• _Given passage_:

# Online Overclocking competition with exciting prizes to be won !!



## darklord (Apr 2, 2008)

*www.thehardwarelabs.com/forums/imagehost/247f316346dc20.jpg

Details are here - *THL Overclocking Competition 2008*

This is just the beginning, there will be more in the future  

Thanks !
Amey​


----------



## Renny (Apr 2, 2008)

WOW!!

But theres no way I can participate since I have a Pentium III.


----------



## hellgate (Apr 2, 2008)

OMG.i dont hav my IP35-E now so that i cud oc my E8400 to 4GHz and further.
shall be able to participate only if i get it b4 the compitition ends.


----------



## darklord (Apr 2, 2008)

Its open for 20 Days.Also if you enter in 45nm category, you need to bench at 4GHz, the clock speed is set for each category.


----------



## axxo (Apr 2, 2008)

I think I can participate..but why the clock speed has been fixed?  and Super Pi supports win vista?? No 2d 3rd place for 3rd category why?


----------



## darklord (Apr 2, 2008)

1) Clock speed has been locked because people who have better cooling will manage to OC more and hence the level playing aspect is lost,making the competition unfair.

2)Super Pi works but its shaky in Vista from what i know.You need to disable audio for it to run without errors.I dont use vista so i dont know for sure.

3) As for category C, well not all E2140/E2160 clock easily and achieving 3GHz stable for 8M to complete,is going to be tough.Also the competition targets 45nm and 65nm chips with 2MB+ cache as there is vast scope for improving the scores.No one really used E2xxx CPUs for Pi benching but that shouldnt dishearten our friends with E2xxx CPUs, hence the special category.


----------



## DigitalDude (Apr 2, 2008)

~Rahul~ said:


> WOW!!
> 
> But theres no way I can participate since I have a Pentium III.


hahahahaha 

I sold my P3 last year september and I thought I was the one having it longest for personal use 


_


----------



## axxo (Apr 2, 2008)

@darklord agree on ur clock speed lock that better coolers will yield better results. same will be applicable to other parts of hardware also..say I have single channel memory..and somw wouldve dual channel so obviously they would get max points in benchmark.. how abt asking ppl who have dual channel set to remove one module and run benchmark?


----------



## darklord (Apr 2, 2008)

axxo said:


> @darklord agree on ur clock speed lock that better coolers will yield better results. same will be applicable to other parts of hardware also..say I have single channel memory..and somw wouldve dual channel so obviously they would get max points in benchmark.. how abt asking ppl who have dual channel set to remove one module and run benchmark?



99% of the users these days are on Dual Channel.Also arranging another stick for benching purpose temporarily shouldnt be a problem for you,right ?


----------



## axxo (Apr 2, 2008)

darklord said:


> 99% of the users these days are on Dual Channel.Also arranging another stick for benching purpose temporarily shouldnt be a problem for you,right ?

• _Labeled region records_:
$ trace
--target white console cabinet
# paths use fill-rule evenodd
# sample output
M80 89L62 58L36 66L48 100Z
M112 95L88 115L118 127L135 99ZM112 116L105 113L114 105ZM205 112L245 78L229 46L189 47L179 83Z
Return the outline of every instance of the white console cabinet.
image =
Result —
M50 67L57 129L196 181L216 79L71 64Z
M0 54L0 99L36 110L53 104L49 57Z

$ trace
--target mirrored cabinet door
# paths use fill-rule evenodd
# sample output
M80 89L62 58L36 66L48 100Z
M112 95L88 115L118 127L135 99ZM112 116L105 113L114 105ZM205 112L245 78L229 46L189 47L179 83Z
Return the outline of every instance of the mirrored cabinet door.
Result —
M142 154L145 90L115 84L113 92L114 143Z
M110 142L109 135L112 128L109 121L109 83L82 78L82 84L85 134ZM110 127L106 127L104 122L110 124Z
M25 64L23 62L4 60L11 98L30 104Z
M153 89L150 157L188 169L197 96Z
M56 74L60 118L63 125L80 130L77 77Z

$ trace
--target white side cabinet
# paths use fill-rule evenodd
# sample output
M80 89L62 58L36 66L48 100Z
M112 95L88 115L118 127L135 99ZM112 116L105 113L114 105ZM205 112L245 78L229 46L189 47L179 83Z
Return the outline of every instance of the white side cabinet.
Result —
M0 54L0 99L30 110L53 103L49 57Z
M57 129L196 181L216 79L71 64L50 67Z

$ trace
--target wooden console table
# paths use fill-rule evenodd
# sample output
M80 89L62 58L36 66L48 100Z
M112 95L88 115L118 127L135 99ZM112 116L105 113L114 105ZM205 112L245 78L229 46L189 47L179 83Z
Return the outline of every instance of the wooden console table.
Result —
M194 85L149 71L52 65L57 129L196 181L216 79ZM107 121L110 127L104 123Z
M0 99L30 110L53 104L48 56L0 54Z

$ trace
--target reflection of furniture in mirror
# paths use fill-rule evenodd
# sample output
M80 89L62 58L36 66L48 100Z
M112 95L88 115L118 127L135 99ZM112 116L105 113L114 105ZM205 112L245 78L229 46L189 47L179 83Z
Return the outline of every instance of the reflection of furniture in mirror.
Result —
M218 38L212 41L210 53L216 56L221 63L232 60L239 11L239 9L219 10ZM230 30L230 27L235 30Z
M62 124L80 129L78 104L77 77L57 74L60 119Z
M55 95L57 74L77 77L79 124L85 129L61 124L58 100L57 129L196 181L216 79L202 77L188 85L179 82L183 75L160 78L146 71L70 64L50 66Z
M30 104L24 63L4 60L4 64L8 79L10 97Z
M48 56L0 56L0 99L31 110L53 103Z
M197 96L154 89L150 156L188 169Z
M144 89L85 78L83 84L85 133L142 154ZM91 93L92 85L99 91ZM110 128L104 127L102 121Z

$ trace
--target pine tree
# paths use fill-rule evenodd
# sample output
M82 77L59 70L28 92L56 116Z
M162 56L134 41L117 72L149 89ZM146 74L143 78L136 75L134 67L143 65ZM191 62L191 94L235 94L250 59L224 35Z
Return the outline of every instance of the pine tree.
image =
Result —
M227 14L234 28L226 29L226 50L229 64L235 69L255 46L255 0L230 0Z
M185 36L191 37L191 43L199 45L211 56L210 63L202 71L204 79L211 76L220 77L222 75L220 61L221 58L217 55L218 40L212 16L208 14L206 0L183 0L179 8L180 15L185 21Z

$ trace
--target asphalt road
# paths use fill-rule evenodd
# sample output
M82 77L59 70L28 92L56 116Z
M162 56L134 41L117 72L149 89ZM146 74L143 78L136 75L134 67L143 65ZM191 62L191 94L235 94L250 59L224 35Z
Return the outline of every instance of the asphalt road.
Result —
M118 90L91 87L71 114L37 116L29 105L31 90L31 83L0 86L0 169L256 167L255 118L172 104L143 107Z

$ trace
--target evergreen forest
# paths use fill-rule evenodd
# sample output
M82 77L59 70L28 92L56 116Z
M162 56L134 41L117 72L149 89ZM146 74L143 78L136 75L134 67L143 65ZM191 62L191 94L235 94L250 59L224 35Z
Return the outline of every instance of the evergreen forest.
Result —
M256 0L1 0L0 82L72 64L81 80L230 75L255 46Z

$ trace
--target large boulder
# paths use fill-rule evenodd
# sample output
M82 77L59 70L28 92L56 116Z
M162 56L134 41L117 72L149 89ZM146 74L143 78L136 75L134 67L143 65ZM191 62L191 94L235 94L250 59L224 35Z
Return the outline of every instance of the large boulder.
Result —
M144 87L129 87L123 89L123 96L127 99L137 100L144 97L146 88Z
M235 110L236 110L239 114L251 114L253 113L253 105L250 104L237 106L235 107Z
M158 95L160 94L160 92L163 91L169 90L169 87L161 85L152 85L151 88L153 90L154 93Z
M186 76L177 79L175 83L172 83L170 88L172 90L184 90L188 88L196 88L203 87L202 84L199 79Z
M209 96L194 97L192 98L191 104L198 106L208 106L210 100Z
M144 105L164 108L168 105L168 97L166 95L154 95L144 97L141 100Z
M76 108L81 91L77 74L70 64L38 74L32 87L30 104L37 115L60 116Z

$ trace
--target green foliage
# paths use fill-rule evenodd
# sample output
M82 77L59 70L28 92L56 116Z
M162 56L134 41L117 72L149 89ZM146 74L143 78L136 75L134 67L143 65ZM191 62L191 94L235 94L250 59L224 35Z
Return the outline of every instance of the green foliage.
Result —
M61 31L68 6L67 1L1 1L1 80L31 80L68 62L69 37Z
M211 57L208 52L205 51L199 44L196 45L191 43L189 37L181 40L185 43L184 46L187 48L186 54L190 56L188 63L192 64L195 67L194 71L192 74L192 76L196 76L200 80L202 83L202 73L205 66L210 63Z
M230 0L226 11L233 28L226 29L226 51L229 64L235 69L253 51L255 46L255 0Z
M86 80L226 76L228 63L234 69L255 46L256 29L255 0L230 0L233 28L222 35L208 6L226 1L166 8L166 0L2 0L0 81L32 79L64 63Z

==

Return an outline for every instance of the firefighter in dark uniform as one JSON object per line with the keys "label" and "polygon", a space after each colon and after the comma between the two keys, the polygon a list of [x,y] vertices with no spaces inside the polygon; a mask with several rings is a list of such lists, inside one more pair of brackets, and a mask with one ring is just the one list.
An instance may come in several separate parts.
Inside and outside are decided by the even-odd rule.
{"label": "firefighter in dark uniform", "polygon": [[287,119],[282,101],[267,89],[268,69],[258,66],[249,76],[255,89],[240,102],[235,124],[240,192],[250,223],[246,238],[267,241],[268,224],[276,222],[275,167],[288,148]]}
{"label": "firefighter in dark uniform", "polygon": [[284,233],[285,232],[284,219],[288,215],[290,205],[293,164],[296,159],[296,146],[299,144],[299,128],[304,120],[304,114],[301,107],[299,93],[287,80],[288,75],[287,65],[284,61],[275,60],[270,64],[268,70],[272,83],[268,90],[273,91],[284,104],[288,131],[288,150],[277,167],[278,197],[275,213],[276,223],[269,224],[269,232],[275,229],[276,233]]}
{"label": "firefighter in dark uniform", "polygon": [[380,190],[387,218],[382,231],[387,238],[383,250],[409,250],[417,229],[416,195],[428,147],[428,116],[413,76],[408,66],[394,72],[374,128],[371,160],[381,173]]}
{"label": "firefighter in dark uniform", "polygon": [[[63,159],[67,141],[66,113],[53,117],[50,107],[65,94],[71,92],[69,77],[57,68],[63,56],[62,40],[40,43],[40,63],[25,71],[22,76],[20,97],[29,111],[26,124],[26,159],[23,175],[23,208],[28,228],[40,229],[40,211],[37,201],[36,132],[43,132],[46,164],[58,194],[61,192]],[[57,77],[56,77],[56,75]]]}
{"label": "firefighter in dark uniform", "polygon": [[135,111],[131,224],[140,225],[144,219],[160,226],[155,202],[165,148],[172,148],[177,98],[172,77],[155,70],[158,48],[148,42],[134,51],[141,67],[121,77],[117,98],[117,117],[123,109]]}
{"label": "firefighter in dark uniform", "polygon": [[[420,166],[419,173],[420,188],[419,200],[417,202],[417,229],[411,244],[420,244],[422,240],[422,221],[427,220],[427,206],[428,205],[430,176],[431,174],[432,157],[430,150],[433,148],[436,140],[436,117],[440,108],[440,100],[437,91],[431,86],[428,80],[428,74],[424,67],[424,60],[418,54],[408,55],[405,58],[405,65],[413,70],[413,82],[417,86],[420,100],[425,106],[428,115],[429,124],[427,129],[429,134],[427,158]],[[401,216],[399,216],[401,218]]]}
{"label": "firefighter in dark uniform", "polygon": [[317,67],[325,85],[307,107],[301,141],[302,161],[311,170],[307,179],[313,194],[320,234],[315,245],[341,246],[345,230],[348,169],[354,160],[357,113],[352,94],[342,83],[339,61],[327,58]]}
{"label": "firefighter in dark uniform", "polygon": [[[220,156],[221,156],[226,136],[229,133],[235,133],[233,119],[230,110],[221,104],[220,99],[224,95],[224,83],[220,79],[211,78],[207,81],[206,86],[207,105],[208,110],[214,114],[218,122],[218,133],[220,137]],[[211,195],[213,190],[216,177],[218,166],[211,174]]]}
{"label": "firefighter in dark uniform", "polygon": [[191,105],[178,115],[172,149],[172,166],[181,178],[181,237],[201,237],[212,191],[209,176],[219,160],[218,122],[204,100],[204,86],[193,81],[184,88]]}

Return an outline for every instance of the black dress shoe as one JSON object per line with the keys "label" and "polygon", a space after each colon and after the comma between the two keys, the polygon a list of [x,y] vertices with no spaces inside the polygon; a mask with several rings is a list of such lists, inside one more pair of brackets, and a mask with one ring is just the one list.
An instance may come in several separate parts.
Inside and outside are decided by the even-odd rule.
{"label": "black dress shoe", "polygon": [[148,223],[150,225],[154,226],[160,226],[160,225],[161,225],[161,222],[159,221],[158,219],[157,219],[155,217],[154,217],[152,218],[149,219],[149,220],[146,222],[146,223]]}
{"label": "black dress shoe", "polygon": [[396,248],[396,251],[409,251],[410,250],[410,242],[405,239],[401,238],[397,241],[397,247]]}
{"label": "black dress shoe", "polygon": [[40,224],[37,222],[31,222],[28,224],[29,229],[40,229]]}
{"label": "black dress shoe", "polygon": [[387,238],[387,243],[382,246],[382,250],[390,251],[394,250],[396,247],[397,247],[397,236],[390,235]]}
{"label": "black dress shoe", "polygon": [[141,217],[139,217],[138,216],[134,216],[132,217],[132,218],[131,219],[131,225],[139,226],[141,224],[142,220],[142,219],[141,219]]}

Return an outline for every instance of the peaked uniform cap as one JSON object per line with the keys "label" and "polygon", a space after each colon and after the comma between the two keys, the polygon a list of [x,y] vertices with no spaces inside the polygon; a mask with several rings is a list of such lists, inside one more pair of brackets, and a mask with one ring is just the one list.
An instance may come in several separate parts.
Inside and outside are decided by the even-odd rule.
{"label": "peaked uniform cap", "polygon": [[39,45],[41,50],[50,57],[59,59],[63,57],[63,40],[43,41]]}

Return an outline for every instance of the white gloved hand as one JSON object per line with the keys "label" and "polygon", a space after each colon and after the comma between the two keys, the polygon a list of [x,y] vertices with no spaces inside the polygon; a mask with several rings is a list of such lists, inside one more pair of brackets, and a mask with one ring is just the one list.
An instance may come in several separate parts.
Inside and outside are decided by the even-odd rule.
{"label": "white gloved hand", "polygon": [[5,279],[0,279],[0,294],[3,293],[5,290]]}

==

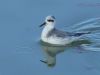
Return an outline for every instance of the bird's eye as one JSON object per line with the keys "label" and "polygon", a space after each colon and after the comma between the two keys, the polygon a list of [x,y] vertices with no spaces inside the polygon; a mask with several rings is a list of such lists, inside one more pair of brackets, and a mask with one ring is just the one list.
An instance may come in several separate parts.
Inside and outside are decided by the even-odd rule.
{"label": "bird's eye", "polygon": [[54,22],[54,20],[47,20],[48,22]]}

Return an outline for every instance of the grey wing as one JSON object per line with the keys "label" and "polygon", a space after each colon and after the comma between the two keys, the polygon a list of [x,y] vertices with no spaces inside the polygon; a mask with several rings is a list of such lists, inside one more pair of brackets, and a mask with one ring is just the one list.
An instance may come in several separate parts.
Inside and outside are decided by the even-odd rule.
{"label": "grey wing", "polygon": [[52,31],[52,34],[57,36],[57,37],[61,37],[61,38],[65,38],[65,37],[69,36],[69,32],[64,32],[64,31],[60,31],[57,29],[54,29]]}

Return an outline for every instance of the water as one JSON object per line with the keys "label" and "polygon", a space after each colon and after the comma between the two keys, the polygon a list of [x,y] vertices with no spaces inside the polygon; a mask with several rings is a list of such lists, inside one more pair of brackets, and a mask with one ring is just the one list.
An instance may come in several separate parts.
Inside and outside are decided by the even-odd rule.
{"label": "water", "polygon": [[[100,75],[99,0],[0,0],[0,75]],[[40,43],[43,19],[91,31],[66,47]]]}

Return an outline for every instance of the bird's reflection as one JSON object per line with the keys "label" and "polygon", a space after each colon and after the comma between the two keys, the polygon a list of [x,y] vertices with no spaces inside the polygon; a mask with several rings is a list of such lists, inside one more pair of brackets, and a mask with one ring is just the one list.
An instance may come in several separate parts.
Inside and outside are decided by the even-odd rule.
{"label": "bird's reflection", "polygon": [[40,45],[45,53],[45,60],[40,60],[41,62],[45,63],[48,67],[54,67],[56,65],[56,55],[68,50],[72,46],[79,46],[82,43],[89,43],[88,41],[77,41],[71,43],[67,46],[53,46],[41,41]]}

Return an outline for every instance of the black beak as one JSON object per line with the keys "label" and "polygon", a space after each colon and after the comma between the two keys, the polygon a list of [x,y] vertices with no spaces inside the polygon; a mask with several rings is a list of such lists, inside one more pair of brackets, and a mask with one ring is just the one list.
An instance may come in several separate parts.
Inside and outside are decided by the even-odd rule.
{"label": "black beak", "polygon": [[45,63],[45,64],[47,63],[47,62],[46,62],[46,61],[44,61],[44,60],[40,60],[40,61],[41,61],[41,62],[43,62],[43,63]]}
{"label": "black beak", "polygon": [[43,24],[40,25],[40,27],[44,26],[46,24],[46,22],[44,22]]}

• _Tasks and exercises_:
**1)** According to the forum thread, what clock speed must entries in the 45nm category bench at?
**2)** Please report every line of the rows that contains the word "table".

• _Full answers_:
**1)** 4GHz

**2)**
--target wooden console table
Return the outline of every instance of the wooden console table.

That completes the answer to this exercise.